» PROMPT A: Which stool tests does the text on gastrointestinal bleeding and anemia name as able to detect trace amounts of blood?
» PROMPT B: Duplicate the passage of the text on gastrointestinal bleeding and anemia that begins at the words "Common causes of lower" and stops after "for gastrointestinal Bleeding and Anemia?".
» PROMPT C: Summarize the text on gastrointestinal bleeding and anemia in two sentences.

» SELECTED TEXT:
|---|

What are the different ways you can present with gastrointestinal Bleeding and Anemia?

Bleeding can vary from overt to occult and acute to chronic. In overt bleeding, the blood is obvious to the patient in the form of bright red to maroon to digested black blood otherwise known as “melena”. Patients with overt acute bleeding can quickly become hemodynamically unstable presenting with shock including rapid pulse and drop in blood pressure. Such patients should seek immediate emergency care and call 911.

In some cases, the bleeding is so small in a volume that it is not apparent to the patient and is only suggested by unexplained anemia. Specific stool tests utilized by our doctors are able to detect these trace amounts of blood including Guaiac, Hemoccult-II, FIT and HemoQuant Tests. Patients with more occult chronic bleeding often experience chronic symptoms of anemia with fatigue, dizziness, shortness of breath, chest pain, paleness.

How do our doctors determine the cause of your Bleeding and Anemia?

Locating the source of bleeding is imperative. A combination of history, physical examination, labs, and imaging aid our doctors in determining the source of your bleed. Imaging techniques include not only CT scans and x-rays but also unique tests like Mesenteric Angiography and Radionucleotide Bleeding Scans.

Once a location is suggested our doctors will proceed endoscopy or colonoscopy to investigate the upper and lower third of the GI tract, respectively. Occasionally, if a source is not identified in these regions the middle third of the GI tract will need to be investigated with video capsule endoscopy or enteroscopy. In very rare cases surgical exploratory laparoscopy is needed to identify the source.

Common causes of upper GI bleeds include, in order of decreasing incidence, gastritis and peptic ulcers, hemorrhagic inflammation, varices, Mallory Weiss tears, arteriovenous malformations, angioectasias/dysplasias, Cameron’s erosions, Dieulafoy lesions, Watermelon stomach, and portal hypertensive gastropathy. A variety of other rare conditions exist.

Common causes of lower GI Bleeds include, in order of decreasing incidence, hemorrhoids, diverticular disease, angioectasia/dysplasia, and hemorrhagic inflammation. A variety of other rare conditions exist.

Most importantly and not listed above are polyps and cancer. Colonoscopy is specifically designed to locate and manage these serious conditions.

What treatments are available for gastrointestinal Bleeding and Anemia?

Imperative in the management of acute bleeding is hemodynamic stabilization and risk stratification. In some instances, patients will require iron supplementation and transfusions of blood products to correct impaired coagulation and increase blood counts. Depending on the underlying cause-specific medications are also utilized by our doctors including proton pump inhibitors and hormones.

After localization bleeding is endoscopically managed using a variety of hemostatic techniques including medication injection, thermal therapy, clips, and bands. Our doctors are expertly trained in these techniques. In some cases, surgical or interventional radiographic procedures are needed to provide hemostasis.

One of the most difficult aspects of GI bleeding is the management of anti-platelets and anti-coagulants used by patients for certain cardiovascular and neurologic conditions. Our doctors will confer with your doctors in managing these medications.

|---|

» DATASET ENTRIES:
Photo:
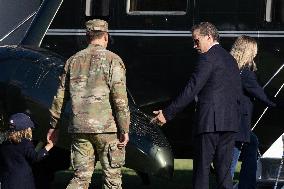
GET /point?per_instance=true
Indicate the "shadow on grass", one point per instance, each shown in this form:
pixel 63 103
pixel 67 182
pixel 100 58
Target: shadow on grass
pixel 180 180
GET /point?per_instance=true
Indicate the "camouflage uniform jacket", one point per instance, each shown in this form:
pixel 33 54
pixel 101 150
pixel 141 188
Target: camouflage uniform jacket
pixel 94 81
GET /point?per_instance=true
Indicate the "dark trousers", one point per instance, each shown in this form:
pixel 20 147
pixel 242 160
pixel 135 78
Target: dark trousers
pixel 217 148
pixel 247 178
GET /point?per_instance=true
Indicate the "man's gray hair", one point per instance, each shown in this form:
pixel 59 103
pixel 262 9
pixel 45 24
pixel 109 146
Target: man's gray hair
pixel 206 28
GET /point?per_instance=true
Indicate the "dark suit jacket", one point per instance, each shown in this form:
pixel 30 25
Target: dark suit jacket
pixel 216 82
pixel 15 159
pixel 251 90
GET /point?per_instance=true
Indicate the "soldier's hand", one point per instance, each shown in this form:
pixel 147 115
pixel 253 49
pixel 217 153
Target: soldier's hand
pixel 52 136
pixel 159 119
pixel 123 140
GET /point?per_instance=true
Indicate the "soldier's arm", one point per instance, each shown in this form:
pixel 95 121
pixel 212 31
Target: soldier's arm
pixel 60 98
pixel 119 94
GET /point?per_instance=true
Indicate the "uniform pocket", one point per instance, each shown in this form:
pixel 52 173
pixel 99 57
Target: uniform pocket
pixel 116 156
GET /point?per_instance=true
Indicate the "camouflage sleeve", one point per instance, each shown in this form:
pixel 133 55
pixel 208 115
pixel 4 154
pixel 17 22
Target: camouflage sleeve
pixel 119 94
pixel 60 99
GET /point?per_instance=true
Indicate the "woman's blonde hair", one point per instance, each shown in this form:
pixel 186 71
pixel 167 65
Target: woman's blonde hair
pixel 244 51
pixel 17 136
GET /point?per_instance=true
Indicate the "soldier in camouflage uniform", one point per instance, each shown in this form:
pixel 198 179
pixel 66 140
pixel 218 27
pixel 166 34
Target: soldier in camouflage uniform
pixel 94 81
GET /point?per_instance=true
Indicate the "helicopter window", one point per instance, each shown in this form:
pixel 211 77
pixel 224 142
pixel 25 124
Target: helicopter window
pixel 230 15
pixel 97 8
pixel 275 11
pixel 157 7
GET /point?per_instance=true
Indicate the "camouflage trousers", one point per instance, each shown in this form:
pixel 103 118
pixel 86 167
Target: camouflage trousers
pixel 83 160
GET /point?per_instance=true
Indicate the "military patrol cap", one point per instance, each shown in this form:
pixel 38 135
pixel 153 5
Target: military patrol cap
pixel 97 25
pixel 20 121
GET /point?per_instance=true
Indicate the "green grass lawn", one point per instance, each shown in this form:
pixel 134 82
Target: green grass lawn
pixel 181 179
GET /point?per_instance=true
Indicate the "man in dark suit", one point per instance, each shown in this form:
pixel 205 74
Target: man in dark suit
pixel 216 83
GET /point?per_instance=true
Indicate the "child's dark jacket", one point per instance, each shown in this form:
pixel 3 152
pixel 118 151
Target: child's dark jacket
pixel 15 169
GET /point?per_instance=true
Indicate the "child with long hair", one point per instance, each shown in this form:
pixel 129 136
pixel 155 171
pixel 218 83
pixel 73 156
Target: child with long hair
pixel 17 152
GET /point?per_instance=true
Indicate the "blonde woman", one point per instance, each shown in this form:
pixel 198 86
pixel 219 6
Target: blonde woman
pixel 17 152
pixel 244 51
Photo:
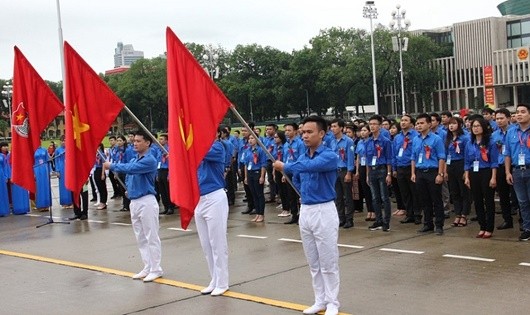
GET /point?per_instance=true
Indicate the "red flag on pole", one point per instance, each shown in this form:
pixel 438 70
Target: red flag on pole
pixel 34 106
pixel 91 108
pixel 196 106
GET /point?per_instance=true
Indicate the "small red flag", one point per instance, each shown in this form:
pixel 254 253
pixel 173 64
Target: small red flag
pixel 34 106
pixel 196 106
pixel 91 108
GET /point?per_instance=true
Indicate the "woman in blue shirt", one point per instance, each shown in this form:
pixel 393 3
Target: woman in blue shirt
pixel 481 162
pixel 360 175
pixel 255 170
pixel 455 146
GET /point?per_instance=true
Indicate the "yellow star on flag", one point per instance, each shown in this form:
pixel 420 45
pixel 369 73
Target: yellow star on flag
pixel 79 127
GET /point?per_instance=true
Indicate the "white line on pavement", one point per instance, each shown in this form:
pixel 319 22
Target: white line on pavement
pixel 119 223
pixel 393 250
pixel 180 229
pixel 469 258
pixel 251 236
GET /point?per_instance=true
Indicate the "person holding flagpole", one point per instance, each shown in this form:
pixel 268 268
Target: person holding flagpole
pixel 141 172
pixel 211 217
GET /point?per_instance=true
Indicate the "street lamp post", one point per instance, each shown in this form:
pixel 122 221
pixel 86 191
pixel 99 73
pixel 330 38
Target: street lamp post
pixel 398 16
pixel 370 12
pixel 307 101
pixel 7 92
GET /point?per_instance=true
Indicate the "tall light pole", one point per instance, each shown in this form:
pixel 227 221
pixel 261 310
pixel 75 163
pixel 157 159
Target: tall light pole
pixel 370 12
pixel 307 101
pixel 398 16
pixel 7 92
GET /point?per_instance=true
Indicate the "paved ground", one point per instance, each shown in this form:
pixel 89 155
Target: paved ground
pixel 85 268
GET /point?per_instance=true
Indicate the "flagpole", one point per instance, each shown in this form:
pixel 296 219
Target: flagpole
pixel 61 49
pixel 269 155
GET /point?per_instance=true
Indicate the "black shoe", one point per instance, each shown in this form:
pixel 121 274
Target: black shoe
pixel 376 226
pixel 426 229
pixel 407 220
pixel 525 236
pixel 348 225
pixel 246 211
pixel 505 225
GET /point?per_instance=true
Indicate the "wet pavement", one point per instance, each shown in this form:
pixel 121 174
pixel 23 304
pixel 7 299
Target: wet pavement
pixel 85 268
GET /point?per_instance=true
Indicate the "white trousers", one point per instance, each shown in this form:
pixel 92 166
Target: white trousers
pixel 211 219
pixel 144 217
pixel 319 229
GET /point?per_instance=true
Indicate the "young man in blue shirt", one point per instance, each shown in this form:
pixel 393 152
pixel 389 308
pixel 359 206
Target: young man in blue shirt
pixel 379 173
pixel 140 182
pixel 315 174
pixel 427 165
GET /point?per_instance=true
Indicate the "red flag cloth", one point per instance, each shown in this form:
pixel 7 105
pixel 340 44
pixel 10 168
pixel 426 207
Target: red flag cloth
pixel 196 106
pixel 34 106
pixel 91 108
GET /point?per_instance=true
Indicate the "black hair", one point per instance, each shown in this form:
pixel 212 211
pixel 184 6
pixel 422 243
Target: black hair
pixel 321 122
pixel 426 116
pixel 144 135
pixel 376 117
pixel 338 121
pixel 281 135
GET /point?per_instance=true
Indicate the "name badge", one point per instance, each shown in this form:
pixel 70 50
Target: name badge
pixel 521 159
pixel 475 166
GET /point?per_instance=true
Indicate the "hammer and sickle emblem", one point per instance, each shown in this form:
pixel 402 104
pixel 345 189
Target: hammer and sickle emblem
pixel 189 139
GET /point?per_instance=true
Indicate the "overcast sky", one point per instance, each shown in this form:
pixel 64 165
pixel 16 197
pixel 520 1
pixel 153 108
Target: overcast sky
pixel 94 27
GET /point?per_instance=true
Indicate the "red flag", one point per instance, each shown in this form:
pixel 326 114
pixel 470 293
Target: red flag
pixel 196 106
pixel 91 108
pixel 34 106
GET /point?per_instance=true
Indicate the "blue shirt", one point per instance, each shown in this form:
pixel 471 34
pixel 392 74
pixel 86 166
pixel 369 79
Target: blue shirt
pixel 210 173
pixel 382 145
pixel 315 176
pixel 292 150
pixel 343 148
pixel 457 148
pixel 141 174
pixel 517 143
pixel 474 153
pixel 401 151
pixel 499 138
pixel 433 144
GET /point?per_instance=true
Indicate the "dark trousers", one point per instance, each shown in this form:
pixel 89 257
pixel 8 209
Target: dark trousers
pixel 248 193
pixel 273 189
pixel 483 197
pixel 257 190
pixel 430 197
pixel 282 190
pixel 408 192
pixel 344 199
pixel 101 184
pixel 163 187
pixel 459 193
pixel 82 209
pixel 504 189
pixel 366 191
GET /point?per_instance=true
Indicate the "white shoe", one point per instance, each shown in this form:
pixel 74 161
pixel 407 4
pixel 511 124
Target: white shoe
pixel 314 309
pixel 152 276
pixel 218 291
pixel 331 310
pixel 142 274
pixel 208 289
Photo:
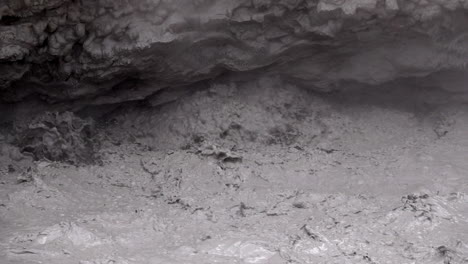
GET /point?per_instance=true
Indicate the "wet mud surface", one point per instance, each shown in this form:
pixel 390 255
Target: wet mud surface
pixel 337 181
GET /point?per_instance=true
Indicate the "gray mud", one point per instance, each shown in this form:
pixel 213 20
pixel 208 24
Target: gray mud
pixel 252 172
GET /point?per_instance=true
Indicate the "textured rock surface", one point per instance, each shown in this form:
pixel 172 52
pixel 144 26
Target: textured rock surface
pixel 127 50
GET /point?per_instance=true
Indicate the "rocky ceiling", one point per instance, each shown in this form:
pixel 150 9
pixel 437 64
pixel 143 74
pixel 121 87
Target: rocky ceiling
pixel 110 51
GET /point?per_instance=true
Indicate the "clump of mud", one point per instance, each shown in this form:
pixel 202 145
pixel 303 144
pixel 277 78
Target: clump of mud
pixel 60 137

|---|

» EXPECTED ANSWER A: Guaiac, Hemoccult-II, FIT, and HemoQuant tests.

» EXPECTED ANSWER B:
Common causes of lower GI Bleeds include, in order of decreasing incidence, hemorrhoids, diverticular disease, angioectasia/dysplasia, and hemorrhagic inflammation. A variety of other rare conditions exist.

Most importantly and not listed above are polyps and cancer. Colonoscopy is specifically designed to locate and manage these serious conditions.

What treatments are available for gastrointestinal Bleeding and Anemia?

» EXPECTED ANSWER C: Gastrointestinal bleeding can be overt or occult and acute or chronic, ranging from obvious blood or melena that can lead to shock to amounts so small that only stool tests detect them and only unexplained anemia suggests them. The source is located through history, physical examination, labs, imaging, and procedures such as endoscopy or colonoscopy, and treatment includes hemodynamic stabilization, iron supplementation, transfusions, medications, and endoscopic hemostatic techniques.